++++ Data records ++++

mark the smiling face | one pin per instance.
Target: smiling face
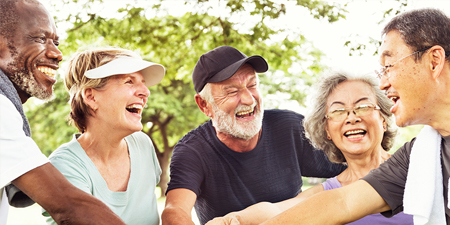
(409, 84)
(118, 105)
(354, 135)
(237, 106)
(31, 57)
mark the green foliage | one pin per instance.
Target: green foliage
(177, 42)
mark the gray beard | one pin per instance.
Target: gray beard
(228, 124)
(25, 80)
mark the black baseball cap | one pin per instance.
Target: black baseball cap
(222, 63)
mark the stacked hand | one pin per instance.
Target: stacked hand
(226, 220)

++++
++++ Data records ++++

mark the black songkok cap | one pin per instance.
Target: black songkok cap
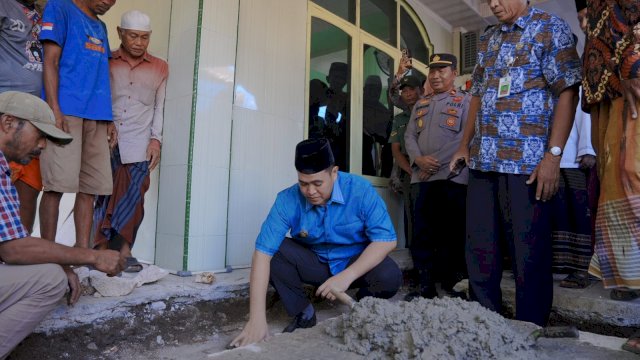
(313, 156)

++++

• Directions for this task: Based on the entries above, give the number of lines with the string "mark" and no further text.

• Result below: 6